Materials provided ::

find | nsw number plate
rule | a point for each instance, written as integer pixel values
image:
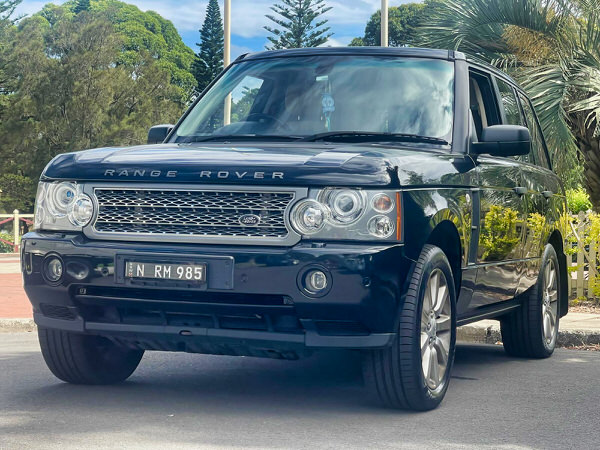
(157, 271)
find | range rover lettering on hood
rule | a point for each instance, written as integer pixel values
(221, 174)
(289, 164)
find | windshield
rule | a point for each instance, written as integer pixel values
(299, 97)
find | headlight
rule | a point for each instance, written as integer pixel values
(62, 207)
(346, 205)
(348, 214)
(309, 217)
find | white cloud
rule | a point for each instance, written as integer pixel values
(339, 41)
(248, 16)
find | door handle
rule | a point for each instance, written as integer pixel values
(520, 190)
(547, 194)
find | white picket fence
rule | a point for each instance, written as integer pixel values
(584, 263)
(19, 223)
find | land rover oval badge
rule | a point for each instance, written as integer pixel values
(249, 220)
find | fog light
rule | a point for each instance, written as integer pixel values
(53, 269)
(381, 227)
(316, 281)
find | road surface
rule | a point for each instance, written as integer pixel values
(185, 401)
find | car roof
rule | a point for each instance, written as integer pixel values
(416, 52)
(358, 51)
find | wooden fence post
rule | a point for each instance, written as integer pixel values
(580, 256)
(17, 234)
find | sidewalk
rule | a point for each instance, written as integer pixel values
(576, 329)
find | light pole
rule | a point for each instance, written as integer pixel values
(227, 55)
(384, 23)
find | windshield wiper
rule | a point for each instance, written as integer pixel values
(239, 137)
(357, 136)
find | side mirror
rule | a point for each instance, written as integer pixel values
(159, 133)
(504, 140)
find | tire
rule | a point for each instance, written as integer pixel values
(525, 331)
(396, 374)
(85, 359)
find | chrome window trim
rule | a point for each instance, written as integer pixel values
(291, 239)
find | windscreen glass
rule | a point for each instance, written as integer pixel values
(305, 96)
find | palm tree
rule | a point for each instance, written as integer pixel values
(552, 47)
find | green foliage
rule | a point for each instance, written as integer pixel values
(81, 5)
(553, 49)
(241, 109)
(209, 61)
(7, 8)
(4, 247)
(144, 34)
(297, 24)
(578, 201)
(16, 192)
(70, 91)
(403, 26)
(499, 234)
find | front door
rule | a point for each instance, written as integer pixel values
(500, 231)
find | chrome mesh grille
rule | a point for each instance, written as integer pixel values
(183, 212)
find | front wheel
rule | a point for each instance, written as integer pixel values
(414, 372)
(84, 359)
(532, 330)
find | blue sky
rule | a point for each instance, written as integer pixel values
(347, 18)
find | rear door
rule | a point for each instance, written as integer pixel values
(502, 206)
(543, 192)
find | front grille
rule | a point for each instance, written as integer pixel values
(192, 213)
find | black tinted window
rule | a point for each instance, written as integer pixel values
(512, 113)
(537, 139)
(510, 103)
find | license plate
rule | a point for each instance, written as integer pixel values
(159, 271)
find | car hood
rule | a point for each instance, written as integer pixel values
(293, 164)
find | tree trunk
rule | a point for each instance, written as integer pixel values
(589, 145)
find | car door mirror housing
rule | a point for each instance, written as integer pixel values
(504, 140)
(159, 133)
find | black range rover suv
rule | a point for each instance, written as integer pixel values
(359, 198)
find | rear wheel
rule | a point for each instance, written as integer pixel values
(414, 372)
(532, 330)
(84, 359)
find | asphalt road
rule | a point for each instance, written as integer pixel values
(194, 401)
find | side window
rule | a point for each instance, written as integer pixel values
(510, 103)
(537, 139)
(483, 103)
(513, 115)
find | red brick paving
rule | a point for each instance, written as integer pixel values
(13, 300)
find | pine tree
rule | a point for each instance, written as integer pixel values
(297, 27)
(82, 5)
(209, 61)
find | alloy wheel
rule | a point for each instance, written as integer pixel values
(550, 303)
(436, 324)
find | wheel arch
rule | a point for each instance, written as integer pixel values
(556, 240)
(445, 236)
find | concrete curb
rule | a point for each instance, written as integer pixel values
(468, 333)
(17, 326)
(491, 335)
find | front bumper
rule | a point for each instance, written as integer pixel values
(252, 304)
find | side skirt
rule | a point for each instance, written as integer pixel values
(489, 312)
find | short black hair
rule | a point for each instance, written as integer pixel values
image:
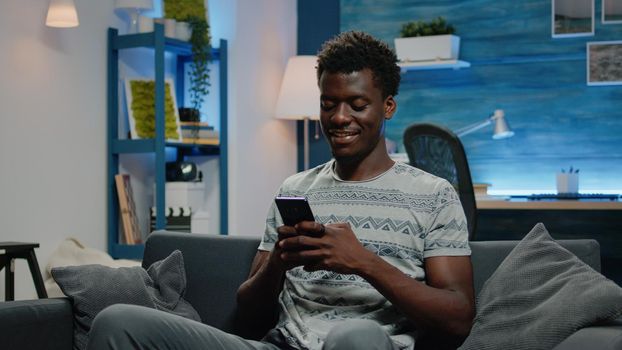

Instructions to follow :: Extract the full listing above verbatim; pictures are to be left out of the copy.

Task answer ::
find | nsw number plate
rule | a point for each instance, written as integer pixel values
image:
(157, 271)
find | range rover lettering on hood
rule | a point for each instance, written as integer pixel values
(221, 174)
(289, 164)
find | windshield
rule | a point for each instance, written as integer pixel values
(299, 97)
find | headlight
rule | a point for each instance, written as integer pixel values
(62, 207)
(346, 205)
(348, 214)
(309, 217)
find | white cloud
rule | a point for each instance, written as integer pixel values
(339, 41)
(248, 16)
find | door handle
rule | a point for each instance, written as integer pixel values
(520, 190)
(547, 194)
find | white picket fence
rule | a point for each instance, written as integer pixel values
(584, 263)
(19, 223)
find | land rover oval badge
rule | a point for each instance, written as integer pixel values
(249, 220)
find | fog light
rule | a point for each instance, written as integer pixel values
(53, 269)
(381, 227)
(316, 281)
find | road surface
rule | a point for each instance, written as integer pixel values
(185, 401)
find | car roof
rule | a point for each instance, written as integer pixel values
(416, 52)
(358, 51)
find | wooden fence post
rule | a point for each instance, written as integer pixel values
(580, 256)
(17, 234)
find | sidewalk
rule | a point for each instance, written as integer pixel values
(576, 329)
find | light pole
rule | a point for each instance, written as integer pixel values
(227, 55)
(384, 23)
find | windshield wiper
rule | a point for each instance, written as integer pixel values
(239, 137)
(357, 136)
find | side mirror
rule | a point for each instance, written as integer pixel values
(159, 133)
(504, 140)
find | tire
rule | a point for each instance, written as integer pixel values
(525, 331)
(396, 374)
(85, 359)
find | chrome window trim
rule | a point for each instance, written as integer pixel values
(291, 239)
find | windscreen glass
rule | a point for each instance, written as integer pixel values
(305, 96)
find | palm tree
rule | a point for each instance, written as integer pixel values
(552, 47)
find | green foliage
rule | a point for each instance, written as integer pixel values
(81, 5)
(553, 49)
(241, 109)
(209, 61)
(7, 8)
(4, 247)
(144, 34)
(297, 24)
(578, 201)
(16, 192)
(70, 91)
(403, 26)
(499, 234)
find | front door
rule | a point for each instance, written as integer pixel values
(500, 231)
find | chrome mesh grille
rule | a point for each instance, written as integer pixel values
(183, 212)
find | front wheel
rule | a point for each instance, written as integer pixel values
(414, 372)
(84, 359)
(532, 330)
find | blue sky
rule | a point for each instance, written as integer pixel values
(347, 18)
find | rear door
rule | a point for each instance, written as integer pixel values
(502, 206)
(543, 192)
find | front grille
rule | a point for each instance, written as integer pixel values
(192, 213)
find | black tinted window
rule | a point for each instance, written as integer pixel values
(512, 113)
(537, 139)
(510, 103)
find | license plate
rule | a point for each instance, written as integer pixel values
(159, 271)
find | car hood
rule | a point for each instance, written as integer pixel values
(293, 164)
find | tree trunk
rule | a point for each instance, written as integer pixel values
(589, 145)
find | car door mirror housing
rule | a point for each instance, written as integer pixel values
(504, 140)
(159, 133)
find | black range rover suv
rule | a point for each instance, written as integer pixel values
(359, 198)
find | rear wheel
rule | a point for each instance, written as integer pixel values
(414, 372)
(532, 330)
(84, 359)
find | asphalt road
rule | a point for each instance, written as integer pixel values
(194, 401)
find | side window
rule | a point for each instance, written as integer pixel values
(510, 103)
(537, 139)
(483, 103)
(513, 115)
find | red brick paving
rule | a point for each instance, written as integer pixel values
(13, 300)
find | pine tree
rule | a point for each instance, written as integer pixel values
(297, 27)
(82, 5)
(209, 61)
find | alloy wheel
rule | a point for each instance, written as integer pixel values
(550, 303)
(436, 324)
find | wheel arch
rule | a point for each instance, written as integer pixel values
(556, 240)
(445, 236)
find | concrete curb
rule | a point for each instance, written as integer pixel values
(468, 333)
(17, 326)
(491, 335)
find | front bumper
rule | a point for each instance, written as integer pixel values
(252, 304)
find | side skirt
rule | a point for each instance, written as integer pixel values
(489, 312)
find | short black hair
rule | a point for each instance, written as integer pixel values
image:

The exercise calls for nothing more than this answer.